-------- Exercise inputs

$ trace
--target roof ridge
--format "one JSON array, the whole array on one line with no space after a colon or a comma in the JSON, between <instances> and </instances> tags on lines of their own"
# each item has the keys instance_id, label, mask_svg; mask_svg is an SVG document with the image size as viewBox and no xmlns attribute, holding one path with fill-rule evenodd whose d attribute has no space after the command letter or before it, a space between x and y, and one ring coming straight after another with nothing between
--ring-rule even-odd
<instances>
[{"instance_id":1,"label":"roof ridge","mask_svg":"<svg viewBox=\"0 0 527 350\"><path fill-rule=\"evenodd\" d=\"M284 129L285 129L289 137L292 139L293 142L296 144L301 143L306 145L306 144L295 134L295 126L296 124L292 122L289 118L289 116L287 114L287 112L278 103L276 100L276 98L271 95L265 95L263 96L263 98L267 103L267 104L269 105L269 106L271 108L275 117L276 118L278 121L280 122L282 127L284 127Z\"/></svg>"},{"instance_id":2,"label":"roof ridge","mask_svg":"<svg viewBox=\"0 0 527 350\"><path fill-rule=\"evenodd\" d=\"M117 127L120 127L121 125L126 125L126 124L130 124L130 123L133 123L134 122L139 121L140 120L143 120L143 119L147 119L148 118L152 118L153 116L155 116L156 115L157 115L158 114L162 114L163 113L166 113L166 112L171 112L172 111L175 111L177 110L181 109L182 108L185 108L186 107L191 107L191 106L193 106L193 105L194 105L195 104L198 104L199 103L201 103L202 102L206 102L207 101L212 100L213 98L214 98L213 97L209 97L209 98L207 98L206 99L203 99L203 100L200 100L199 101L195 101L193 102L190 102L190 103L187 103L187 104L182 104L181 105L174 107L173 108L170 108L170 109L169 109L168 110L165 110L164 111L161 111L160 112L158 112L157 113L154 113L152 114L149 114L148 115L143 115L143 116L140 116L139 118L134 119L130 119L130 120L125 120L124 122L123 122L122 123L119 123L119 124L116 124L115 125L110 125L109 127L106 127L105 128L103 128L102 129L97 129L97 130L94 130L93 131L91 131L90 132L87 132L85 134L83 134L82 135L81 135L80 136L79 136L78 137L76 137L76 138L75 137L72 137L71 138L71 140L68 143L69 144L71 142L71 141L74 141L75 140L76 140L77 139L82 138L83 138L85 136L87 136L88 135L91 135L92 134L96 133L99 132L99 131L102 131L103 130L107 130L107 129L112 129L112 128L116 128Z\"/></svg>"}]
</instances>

----------------

Reproduce the entries above in full by retyping them exactly.

$ trace
--target roof ridge
--format "one JSON array, the whole array on one line with no space after a colon or a comma in the JSON, between <instances> and </instances> tags on lines of their own"
# each item has the keys instance_id, label, mask_svg; mask_svg is an SVG document with the image size as viewBox and no xmlns attribute, holding one path with fill-rule evenodd whose d attribute has no space after the command letter or before it, a space between x and y, and one ring coming straight after another with nothing between
--ring-rule even-odd
<instances>
[{"instance_id":1,"label":"roof ridge","mask_svg":"<svg viewBox=\"0 0 527 350\"><path fill-rule=\"evenodd\" d=\"M284 129L285 129L289 137L292 139L293 142L296 144L301 143L306 145L306 144L295 134L295 126L296 124L292 122L289 118L289 116L287 114L287 112L278 103L276 100L276 98L271 95L265 95L263 96L263 98L267 103L267 104L269 105L269 106L271 108L275 117L276 118L278 121L280 122L282 127L284 127Z\"/></svg>"},{"instance_id":2,"label":"roof ridge","mask_svg":"<svg viewBox=\"0 0 527 350\"><path fill-rule=\"evenodd\" d=\"M117 127L120 127L121 125L126 125L126 124L130 124L130 123L133 123L134 122L139 121L140 120L143 120L143 119L147 119L148 118L152 118L153 116L155 116L156 115L157 115L158 114L162 114L163 113L166 113L166 112L171 112L172 111L175 111L177 110L181 109L182 108L185 108L186 107L191 107L191 106L193 106L193 105L194 105L195 104L198 104L199 103L201 103L202 102L206 102L207 101L212 100L213 98L214 98L213 97L209 97L209 98L207 98L206 99L203 99L203 100L200 100L199 101L195 101L193 102L190 102L190 103L187 103L187 104L182 104L181 105L174 107L173 108L170 108L170 109L169 109L168 110L165 110L164 111L161 111L160 112L158 112L157 113L154 113L152 114L149 114L148 115L143 115L143 116L140 116L139 118L134 119L130 119L130 120L125 120L124 122L123 122L122 123L119 123L119 124L116 124L115 125L110 125L109 127L106 127L105 128L103 128L102 129L97 129L97 130L94 130L93 131L91 131L90 132L87 132L85 134L83 134L82 135L81 135L80 136L79 136L78 137L76 137L76 138L75 137L72 137L71 138L71 140L68 143L69 144L71 142L71 141L74 141L75 140L76 140L77 139L82 138L83 138L85 136L87 136L88 135L91 135L92 134L96 133L99 132L99 131L102 131L103 130L107 130L107 129L112 129L112 128L116 128Z\"/></svg>"}]
</instances>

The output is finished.